- OBJECTIVE A: Check each statement against the passage on Alexa session handlers, and answer yes or no for each, quoting the deciding words of the passage. (i) Most Alexa sessions last for a single interaction. (ii) The onSessionEnded event is the place for initialization before the skill launches. (iii) The tellWithCard() method lets Alexa respond with graphical content through the Amazon Alexa app.

- DOCUMENT PASSAGE:
------------------------------

Next up are some session-related event handlers that should look familiar to anybody who’s done some Web development in the past. Most Alexa sessions last for a single interaction, but it’s possible, depending on the skill, for a session to last for four or five interactions.

The onSessionStarted event gives you an opportunity to do any necessary initialization prior to launching your skill.

HelloWorld.prototype.eventHandlers.onSessionStarted
   = function (sessionStartedRequest, session)
{
   console.log("HelloWorld onSessionStarted requestId:
            " + sessionStartedRequest.requestId
        + ", sessionId: " + session.sessionId);
    // any initialization logic goes here
};

The onSessionEnded event allows you an opportunity to add code for any necessary cleanup when the skill is finished executing.

HelloWorld.prototype.eventHandlers.onSessionEnded
   = function (sessionEndedRequest, session) {
   console.log("HelloWorld onSessionEnded requestId: "
      + sessionEndedRequest.requestId
      + ", sessionId: " + session.sessionId);
    // any cleanup logic goes here
};

Lastly, the intentHandlers method registers the intents that are defined in the IntentSchema.json file, and tell Alexa how to respond to them. Make note of the tellWithCard() method, which allows Alexa to respond with additional information, or even graphical content, via the Amazon Alexa app on your smart phone.

------------------------------

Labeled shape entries

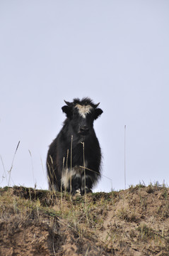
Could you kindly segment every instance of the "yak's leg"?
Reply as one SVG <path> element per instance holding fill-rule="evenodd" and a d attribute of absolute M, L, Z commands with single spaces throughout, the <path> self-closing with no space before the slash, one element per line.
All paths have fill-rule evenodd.
<path fill-rule="evenodd" d="M 71 192 L 73 195 L 74 195 L 76 191 L 81 189 L 81 175 L 78 173 L 76 173 L 74 170 L 72 170 L 71 174 L 71 171 L 69 171 L 68 174 L 65 174 L 62 177 L 62 184 L 64 190 L 66 190 L 67 192 Z"/>

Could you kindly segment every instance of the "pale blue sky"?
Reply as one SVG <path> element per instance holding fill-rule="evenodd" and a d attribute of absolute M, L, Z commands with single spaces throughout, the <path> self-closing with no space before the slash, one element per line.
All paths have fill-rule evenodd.
<path fill-rule="evenodd" d="M 1 0 L 0 37 L 0 186 L 21 141 L 10 185 L 47 188 L 64 100 L 86 96 L 112 179 L 95 191 L 124 187 L 124 125 L 127 187 L 169 184 L 168 1 Z"/>

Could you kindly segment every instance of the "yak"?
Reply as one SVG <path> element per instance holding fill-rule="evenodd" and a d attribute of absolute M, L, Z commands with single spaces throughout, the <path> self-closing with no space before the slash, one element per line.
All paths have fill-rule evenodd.
<path fill-rule="evenodd" d="M 101 149 L 93 122 L 103 110 L 88 97 L 64 102 L 62 109 L 66 119 L 47 152 L 49 187 L 83 196 L 100 178 Z"/>

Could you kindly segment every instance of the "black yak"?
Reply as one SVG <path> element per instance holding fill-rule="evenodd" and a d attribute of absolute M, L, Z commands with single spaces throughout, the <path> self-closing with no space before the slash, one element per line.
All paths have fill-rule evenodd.
<path fill-rule="evenodd" d="M 100 177 L 101 150 L 93 122 L 103 110 L 88 97 L 64 102 L 66 105 L 62 109 L 66 119 L 47 153 L 49 186 L 83 195 Z"/>

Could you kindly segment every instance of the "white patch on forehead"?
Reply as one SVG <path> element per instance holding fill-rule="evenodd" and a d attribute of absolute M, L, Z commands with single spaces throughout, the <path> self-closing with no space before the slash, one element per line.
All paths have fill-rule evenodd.
<path fill-rule="evenodd" d="M 78 110 L 79 114 L 83 118 L 86 117 L 86 115 L 91 112 L 91 109 L 93 108 L 91 105 L 81 105 L 80 104 L 76 104 L 75 107 Z"/>

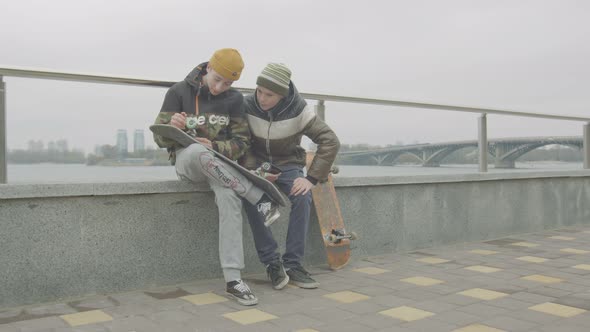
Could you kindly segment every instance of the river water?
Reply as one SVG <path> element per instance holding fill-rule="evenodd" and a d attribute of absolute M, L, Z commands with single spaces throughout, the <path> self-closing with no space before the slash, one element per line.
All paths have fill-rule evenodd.
<path fill-rule="evenodd" d="M 339 166 L 337 177 L 408 176 L 478 173 L 477 165 Z M 582 163 L 516 163 L 515 169 L 494 169 L 490 173 L 580 170 Z M 81 164 L 8 165 L 8 183 L 97 183 L 176 180 L 172 166 L 86 166 Z"/>

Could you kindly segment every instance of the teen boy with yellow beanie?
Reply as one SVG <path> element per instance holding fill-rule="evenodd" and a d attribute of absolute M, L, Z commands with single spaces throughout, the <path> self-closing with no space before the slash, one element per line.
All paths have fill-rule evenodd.
<path fill-rule="evenodd" d="M 317 283 L 301 266 L 305 253 L 305 235 L 311 211 L 310 189 L 326 181 L 340 142 L 330 127 L 307 106 L 291 81 L 291 70 L 280 63 L 269 63 L 256 80 L 256 92 L 244 98 L 252 147 L 243 160 L 248 168 L 271 162 L 281 173 L 269 176 L 291 200 L 285 253 L 278 245 L 264 216 L 245 202 L 248 221 L 254 235 L 258 258 L 266 265 L 275 289 L 291 282 L 302 288 L 317 288 Z M 305 135 L 317 144 L 307 175 L 303 174 L 306 152 L 301 147 Z"/>
<path fill-rule="evenodd" d="M 242 108 L 243 96 L 232 88 L 240 78 L 244 62 L 231 48 L 217 50 L 208 62 L 194 68 L 166 93 L 158 124 L 185 130 L 203 145 L 237 160 L 250 146 L 250 132 Z M 216 158 L 200 144 L 183 148 L 172 140 L 154 135 L 158 146 L 167 148 L 176 174 L 189 182 L 208 182 L 219 211 L 219 258 L 226 291 L 240 304 L 254 305 L 258 299 L 241 280 L 244 268 L 242 246 L 242 200 L 264 206 L 272 222 L 278 210 L 264 192 L 237 171 Z M 238 185 L 236 185 L 238 184 Z"/>

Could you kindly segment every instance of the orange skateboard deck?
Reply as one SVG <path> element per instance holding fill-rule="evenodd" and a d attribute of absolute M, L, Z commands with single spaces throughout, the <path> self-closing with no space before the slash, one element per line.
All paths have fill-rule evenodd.
<path fill-rule="evenodd" d="M 307 167 L 313 160 L 314 153 L 307 153 Z M 334 189 L 332 174 L 328 181 L 318 182 L 312 189 L 313 205 L 320 224 L 322 240 L 326 248 L 328 266 L 338 270 L 348 264 L 350 259 L 350 241 L 356 239 L 354 232 L 347 233 L 340 211 L 340 203 Z"/>

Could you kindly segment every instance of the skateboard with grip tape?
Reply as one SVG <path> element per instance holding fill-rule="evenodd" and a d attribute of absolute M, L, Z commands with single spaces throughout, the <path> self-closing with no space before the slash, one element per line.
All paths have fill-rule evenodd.
<path fill-rule="evenodd" d="M 311 165 L 314 153 L 307 153 L 307 168 Z M 337 173 L 338 169 L 332 167 L 330 173 Z M 340 203 L 336 196 L 332 174 L 328 175 L 326 182 L 318 182 L 311 189 L 313 205 L 317 214 L 322 240 L 326 248 L 328 266 L 332 270 L 338 270 L 348 264 L 350 260 L 350 241 L 356 240 L 355 232 L 348 232 L 344 227 Z"/>

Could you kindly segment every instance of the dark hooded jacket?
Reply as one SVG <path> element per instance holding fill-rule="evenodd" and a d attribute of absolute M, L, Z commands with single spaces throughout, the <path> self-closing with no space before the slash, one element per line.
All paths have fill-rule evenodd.
<path fill-rule="evenodd" d="M 265 161 L 279 166 L 305 166 L 306 152 L 301 147 L 301 137 L 305 135 L 317 144 L 307 178 L 314 184 L 327 180 L 340 142 L 299 95 L 293 82 L 289 83 L 289 95 L 269 111 L 260 108 L 255 94 L 246 96 L 244 105 L 252 135 L 252 147 L 243 158 L 247 168 Z"/>
<path fill-rule="evenodd" d="M 237 160 L 250 146 L 250 132 L 243 107 L 244 97 L 234 88 L 217 96 L 212 95 L 209 88 L 202 84 L 206 74 L 207 62 L 195 67 L 184 81 L 168 89 L 155 123 L 169 123 L 174 113 L 185 112 L 189 117 L 196 116 L 197 127 L 187 132 L 195 137 L 209 139 L 214 150 Z M 199 114 L 196 114 L 195 109 L 197 96 Z M 180 145 L 159 135 L 154 135 L 154 141 L 159 147 L 171 152 L 171 161 L 174 164 L 174 151 Z"/>

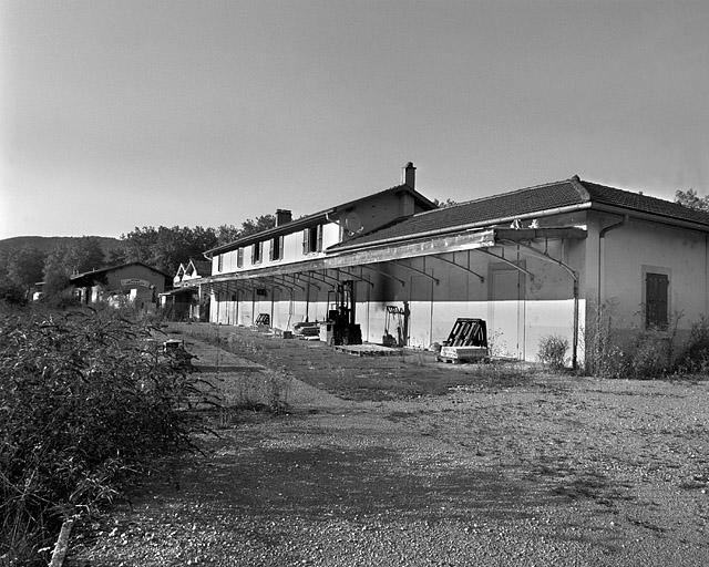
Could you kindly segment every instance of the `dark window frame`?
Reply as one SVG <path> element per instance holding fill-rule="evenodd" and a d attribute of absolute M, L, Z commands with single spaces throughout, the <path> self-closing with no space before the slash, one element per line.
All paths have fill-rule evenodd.
<path fill-rule="evenodd" d="M 251 264 L 260 264 L 264 261 L 264 243 L 254 243 L 251 245 Z"/>
<path fill-rule="evenodd" d="M 282 260 L 285 235 L 276 236 L 270 239 L 270 260 Z"/>
<path fill-rule="evenodd" d="M 322 225 L 311 226 L 302 231 L 302 254 L 322 251 Z"/>
<path fill-rule="evenodd" d="M 645 272 L 645 328 L 667 330 L 669 324 L 669 275 Z"/>

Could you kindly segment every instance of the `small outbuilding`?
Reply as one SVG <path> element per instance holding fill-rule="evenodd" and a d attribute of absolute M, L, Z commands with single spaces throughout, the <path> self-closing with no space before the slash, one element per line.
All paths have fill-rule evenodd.
<path fill-rule="evenodd" d="M 145 312 L 155 311 L 157 298 L 171 287 L 171 280 L 167 274 L 140 261 L 70 278 L 82 303 L 107 301 L 115 307 L 132 306 Z"/>

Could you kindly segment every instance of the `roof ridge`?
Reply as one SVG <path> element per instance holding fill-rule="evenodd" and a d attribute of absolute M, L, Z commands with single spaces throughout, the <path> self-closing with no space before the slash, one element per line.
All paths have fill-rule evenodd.
<path fill-rule="evenodd" d="M 559 179 L 559 181 L 556 181 L 556 182 L 542 183 L 540 185 L 531 185 L 530 187 L 522 187 L 521 189 L 507 190 L 505 193 L 496 193 L 494 195 L 487 195 L 485 197 L 477 197 L 477 198 L 474 198 L 474 199 L 464 200 L 462 203 L 456 203 L 455 205 L 450 205 L 448 207 L 439 207 L 439 208 L 434 208 L 432 210 L 424 210 L 422 213 L 417 213 L 413 216 L 418 217 L 418 216 L 428 215 L 429 213 L 435 213 L 438 210 L 443 210 L 443 209 L 450 210 L 452 208 L 458 208 L 458 207 L 462 207 L 462 206 L 472 205 L 473 203 L 480 203 L 480 202 L 483 202 L 483 200 L 495 199 L 497 197 L 506 197 L 507 195 L 515 195 L 517 193 L 523 193 L 523 192 L 526 192 L 526 190 L 541 189 L 543 187 L 551 187 L 552 185 L 558 185 L 561 183 L 569 183 L 569 182 L 571 182 L 571 179 Z"/>

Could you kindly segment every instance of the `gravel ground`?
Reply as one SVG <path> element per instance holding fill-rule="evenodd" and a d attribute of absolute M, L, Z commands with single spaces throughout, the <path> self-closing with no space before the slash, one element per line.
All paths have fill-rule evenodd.
<path fill-rule="evenodd" d="M 188 341 L 207 372 L 226 355 Z M 248 358 L 220 378 L 274 371 Z M 709 565 L 707 382 L 410 364 L 458 383 L 432 395 L 401 363 L 370 399 L 291 372 L 287 414 L 218 421 L 204 455 L 78 529 L 66 565 Z"/>

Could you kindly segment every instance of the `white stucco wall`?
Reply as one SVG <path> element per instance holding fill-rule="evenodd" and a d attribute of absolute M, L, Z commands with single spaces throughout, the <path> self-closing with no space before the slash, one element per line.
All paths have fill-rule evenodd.
<path fill-rule="evenodd" d="M 709 312 L 705 234 L 630 219 L 606 235 L 600 250 L 600 301 L 613 316 L 614 327 L 644 328 L 647 271 L 668 275 L 668 311 L 670 317 L 681 315 L 679 329 L 689 329 Z"/>

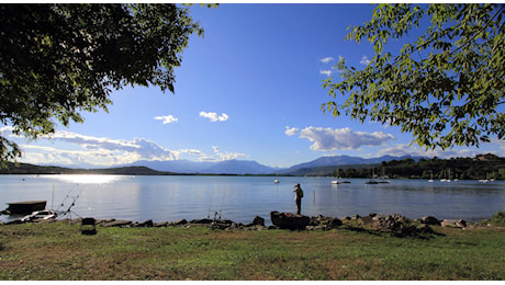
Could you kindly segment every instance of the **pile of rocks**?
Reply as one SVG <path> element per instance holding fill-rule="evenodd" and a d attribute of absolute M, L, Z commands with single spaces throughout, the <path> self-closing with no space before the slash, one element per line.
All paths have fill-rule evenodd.
<path fill-rule="evenodd" d="M 407 237 L 416 236 L 420 233 L 433 233 L 430 226 L 441 226 L 441 227 L 456 227 L 456 228 L 467 228 L 472 227 L 473 225 L 468 224 L 463 219 L 437 219 L 433 216 L 426 216 L 420 219 L 412 220 L 407 217 L 404 217 L 400 214 L 393 215 L 378 215 L 371 213 L 366 217 L 359 215 L 354 215 L 352 217 L 345 217 L 343 220 L 349 220 L 350 223 L 346 224 L 346 227 L 351 228 L 361 228 L 367 230 L 374 230 L 380 232 L 390 232 L 397 237 Z M 311 217 L 306 230 L 332 230 L 339 228 L 344 225 L 343 220 L 336 217 L 326 217 L 319 215 L 317 217 Z M 54 223 L 56 220 L 44 220 L 43 223 Z M 59 219 L 59 223 L 67 224 L 80 224 L 81 219 Z M 97 219 L 97 226 L 101 227 L 122 227 L 122 228 L 137 228 L 137 227 L 209 227 L 212 229 L 221 230 L 262 230 L 262 229 L 278 229 L 276 225 L 265 226 L 265 218 L 256 216 L 252 223 L 244 225 L 242 223 L 235 223 L 229 219 L 193 219 L 186 220 L 180 219 L 177 221 L 161 221 L 154 223 L 152 219 L 148 219 L 144 223 L 131 221 L 131 220 L 116 220 L 116 219 Z"/>

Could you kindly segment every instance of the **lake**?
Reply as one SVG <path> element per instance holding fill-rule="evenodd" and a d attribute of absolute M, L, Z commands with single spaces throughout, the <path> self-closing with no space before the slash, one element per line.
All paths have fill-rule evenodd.
<path fill-rule="evenodd" d="M 280 183 L 273 183 L 279 179 Z M 332 184 L 332 178 L 301 176 L 126 176 L 0 175 L 0 209 L 9 202 L 46 200 L 47 208 L 69 208 L 72 218 L 177 221 L 221 215 L 249 224 L 255 216 L 271 225 L 270 212 L 295 212 L 294 184 L 304 191 L 302 214 L 343 218 L 399 213 L 409 218 L 478 221 L 505 210 L 505 182 L 391 180 L 389 184 Z M 4 207 L 3 207 L 4 206 Z M 68 216 L 69 216 L 68 215 Z M 12 217 L 2 215 L 2 221 Z"/>

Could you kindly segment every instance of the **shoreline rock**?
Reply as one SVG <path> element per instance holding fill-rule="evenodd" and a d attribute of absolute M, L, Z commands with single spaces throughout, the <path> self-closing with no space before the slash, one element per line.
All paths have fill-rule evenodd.
<path fill-rule="evenodd" d="M 80 224 L 82 218 L 76 219 L 49 219 L 35 223 L 67 223 L 71 225 Z M 345 220 L 346 224 L 343 223 Z M 14 225 L 21 224 L 16 220 L 11 223 L 0 223 L 0 225 Z M 121 228 L 162 228 L 162 227 L 209 227 L 212 229 L 220 230 L 265 230 L 265 229 L 279 229 L 279 226 L 274 224 L 266 227 L 265 218 L 256 216 L 250 224 L 244 225 L 242 223 L 235 223 L 229 219 L 193 219 L 186 220 L 180 219 L 177 221 L 160 221 L 154 223 L 152 219 L 145 220 L 143 223 L 131 221 L 131 220 L 116 220 L 114 218 L 110 219 L 97 219 L 97 226 L 100 227 L 121 227 Z M 408 237 L 408 236 L 419 236 L 423 233 L 433 233 L 431 226 L 440 227 L 452 227 L 452 228 L 478 228 L 478 227 L 494 227 L 489 224 L 489 219 L 482 220 L 480 223 L 468 223 L 463 219 L 437 219 L 433 216 L 425 216 L 419 219 L 413 220 L 407 217 L 404 217 L 400 214 L 391 215 L 378 215 L 377 213 L 370 213 L 368 216 L 361 217 L 359 215 L 354 215 L 351 217 L 344 217 L 339 219 L 337 217 L 326 217 L 318 215 L 317 217 L 310 217 L 310 221 L 303 228 L 298 230 L 332 230 L 338 229 L 340 227 L 346 227 L 350 229 L 361 229 L 361 230 L 373 230 L 378 232 L 389 232 L 396 237 Z"/>

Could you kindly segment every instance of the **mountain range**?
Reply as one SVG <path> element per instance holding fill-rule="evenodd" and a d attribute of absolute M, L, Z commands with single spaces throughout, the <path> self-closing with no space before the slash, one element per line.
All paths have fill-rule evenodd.
<path fill-rule="evenodd" d="M 277 175 L 313 175 L 315 173 L 322 173 L 321 168 L 327 168 L 323 172 L 327 173 L 333 172 L 334 170 L 329 169 L 332 167 L 349 166 L 356 168 L 357 166 L 366 164 L 380 164 L 382 161 L 391 160 L 403 160 L 405 158 L 412 158 L 415 161 L 418 161 L 422 157 L 393 157 L 393 156 L 383 156 L 379 158 L 360 158 L 360 157 L 350 157 L 350 156 L 328 156 L 321 157 L 313 161 L 300 163 L 292 166 L 290 168 L 272 168 L 258 163 L 254 160 L 225 160 L 218 162 L 195 162 L 190 160 L 139 160 L 130 164 L 113 166 L 111 168 L 99 168 L 96 166 L 49 166 L 41 164 L 38 167 L 44 169 L 35 170 L 32 164 L 24 166 L 24 172 L 34 172 L 34 173 L 75 173 L 76 171 L 85 172 L 97 172 L 97 173 L 130 173 L 138 175 L 143 174 L 277 174 Z M 13 166 L 13 164 L 12 164 Z M 29 166 L 29 167 L 27 167 Z M 319 169 L 318 169 L 319 168 Z M 359 167 L 358 167 L 359 168 Z M 142 171 L 141 171 L 142 170 Z M 1 172 L 1 171 L 0 171 Z M 8 171 L 9 172 L 9 171 Z M 5 173 L 8 173 L 5 172 Z M 23 173 L 24 173 L 23 172 Z M 1 172 L 3 173 L 3 172 Z"/>
<path fill-rule="evenodd" d="M 418 160 L 420 157 L 392 157 L 383 156 L 380 158 L 359 158 L 349 156 L 332 156 L 321 157 L 316 160 L 293 166 L 288 169 L 271 168 L 258 163 L 254 160 L 225 160 L 220 162 L 194 162 L 189 160 L 170 160 L 170 161 L 136 161 L 132 164 L 123 167 L 147 167 L 157 171 L 175 172 L 175 173 L 201 173 L 201 174 L 300 174 L 302 169 L 311 169 L 318 167 L 335 167 L 349 164 L 377 164 L 382 161 L 402 160 L 412 158 Z"/>

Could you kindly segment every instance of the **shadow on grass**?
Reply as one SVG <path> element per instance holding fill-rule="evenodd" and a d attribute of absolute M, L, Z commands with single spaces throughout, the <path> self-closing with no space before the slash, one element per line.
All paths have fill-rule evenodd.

------------------------------

- OBJECTIVE B: From the entries, copy out the part that opens with the line containing "Could you kindly segment every instance of the **lake**?" and closes with the line containing "280 183 L 273", both lines included, reproducing each line unchanged.

- FULL RESPONSE A:
(i) Yes: "Most Alexa sessions last for a single interaction"
(ii) No: "The onSessionEnded event allows you an opportunity to add code for any necessary cleanup when the skill is finished executing."
(iii) Yes: "allows Alexa to respond with additional information, or even graphical content, via the Amazon Alexa app on your smart phone"

- FULL RESPONSE B:
Could you kindly segment every instance of the **lake**?
Reply as one SVG <path> element per instance holding fill-rule="evenodd" and a d attribute of absolute M, L, Z commands with single spaces throughout, the <path> self-closing with no space before the slash, one element per line.
All paths have fill-rule evenodd.
<path fill-rule="evenodd" d="M 280 183 L 273 183 L 279 179 Z M 332 184 L 332 178 L 301 176 L 126 176 L 0 175 L 0 209 L 9 202 L 46 200 L 47 208 L 69 208 L 72 218 L 177 221 L 221 215 L 249 224 L 255 216 L 271 225 L 270 212 L 295 212 L 294 184 L 304 191 L 302 214 L 343 218 L 399 213 L 409 218 L 478 221 L 505 210 L 505 182 L 391 180 L 389 184 Z M 4 207 L 3 207 L 4 206 Z M 68 216 L 69 216 L 68 215 Z M 12 217 L 2 215 L 2 221 Z"/>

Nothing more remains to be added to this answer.